Speaking at Manchester in 1884, Sir H. M. Stanley prophesied, as a result of the creation of the Congo State, an export of British cotton goods to the Congo State of £26,000,000 annually. According to the same speaker, one firm on the Congo River alone imported, in 1879, British goods to the value of £185,000. After seventeen years’ existence, the _total_ imports of British goods to the Congo State is far below that figure—viz. £133,200 in 1901!
The importance of British trade interests in French West Africa may be estimated from the fact that in 1900 the French possessions absorbed British goods to the value of £709,900, and sent £534,727 of produce to British ports.
In the _cahier de charges_ or agreements between the French Government and the Concessionnaire Companies the latter were held to respect the “acquired rights of third parties,” and the “general rights created by the Berlin Act.” Who were the “third parties”? What were their “acquired rights?” What were the “general rights created by the Berlin Act”?
When in the early part of the nineteenth century the European nations put a stop to the export slave trade, Great Britain, having led the way in securing this reform, entered into treaties with most of the chiefs and head-men along the West Coast, giving some of them subsidies and, by means of consular and naval visitations, encouraging them to give their attention to the gathering of their forest products for sale to Europeans in exchange for the merchandise of Europe. In this way the trade in palm-oil was stimulated in the Niger Delta and Windward Coast; whilst in Gaboon it took the shape of barwood, ebony and ivory, and in the River Congo palm-oil and ivory. At that time there was no European Government established on the African coast between the Gold Coast and Ambriz. The Europeans who settled along the coast traded from their vessels. After the introduction of steam, the European traders (chiefly British) traded in hulks in the Niger Delta, and built houses and stores at various points along the whole coast-line down to Ambriz. Small sailing vessels plied between these trading places and the terminus of the ocean steamers (then Fernando Po, or Cameroons), and sailing vessels from Europe sailed regularly to and fro, bringing their goods and taking home their cargoes of vegetable and animal products. Soon after the establishment of steam the French Government made a treaty with the chiefs of the Gaboon River, by which ground was ceded for a coaling station for the French men-of-war then plying on the African coast to put down the foreign slave trade. Shortly afterwards, an American citizen established in Fernan Vaz discovered a vine, of which the sap, when exposed to the atmosphere, was found to yield india rubber, and in course of time this new industry was fairly started and gradually spread over the adjoining territory. It was a slow process, but in a few years the gathering of rubber became general in that part of the coast, and in Gaboon the French naval officers saw that there was a trade to be taxed, and forthwith a Custom House was built and duties placed on imports.

Available data.
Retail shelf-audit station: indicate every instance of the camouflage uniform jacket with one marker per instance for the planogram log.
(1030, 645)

Written request A. In the passage on West African trade, who discovered the vine whose sap yields india rubber, and where was that person established?
Written request B. Carry the passage on West African trade forward from its last sentence.

Task response A. An American citizen established in Fernan Vaz.

Task response B.
When British merchants first established themselves in Gaboon the political authority of the French Government was confined to the Gaboon River estuary, and the up-river trade was carried on at our merchants’ personal risk. In order to induce the natives to collect rubber, European traders had perforce to let the natives have goods on credit, as those natives near the coast had to go far into the interior to buy from other natives; who, in their turn, had to be given credit wherewith to buy from natives still farther inland, and induce them to seek the vines and make the rubber. In this way the credit system, as it exists to-day, was created.
In the pursuit of this rubber trade, fostered by British merchants, the natives of Gaboon, crossing their country to the South, struck the Ogowe River, which gave them easy access to a wide field from which to collect produce. In course of time the European traders followed the natives across country, and meeting the river,[237] lost no time in tracing its course to the sea and at once establishing sea communication between Gaboon and the Ogowe. Their example was imitated by the French Government, and in due course possession was taken by France of the Ogowe and Fernan Vaz; but when at Berlin the Governments of Europe settled who were to become the owners of the Congo and the adjoining maritime territories, France had, in point of fact, no political influence south of Fernan Vaz. This expansion of Gaboon was initiated by British and German enterprise, French white traders coming in after the pioneer work was accomplished. When 2° 30´ of South latitude was fixed as the northern boundary of the free-trade zone, it was expected that that line would include within it the trade of Sette Camma, the trade of which was British and German entirely. The Chambers of Commerce of Liverpool and Manchester set forth these facts at the time: before the treaty was made, and when urging the principle of free trade within the zone fixed by treaty, no idea was in the mind either of the traders, the Chambers of Commerce, or the representatives of the various Governments concerned in the making of the Berlin Treaty, other than that the freedom of trade therein referred to applied to the only known trade in existence, viz. the collection and sale by the natives of the vegetable and other products of their country in exchange for European merchandise. Any legislation, therefore, of which the effect is to alienate the rights of the natives to collect the produce of their country, and to dispose of those products freely to whomsoever they wish, is a direct violation of the principles of equitable treatment towards the natives which animated the Conference and the rights of the signatory Powers of that Conference.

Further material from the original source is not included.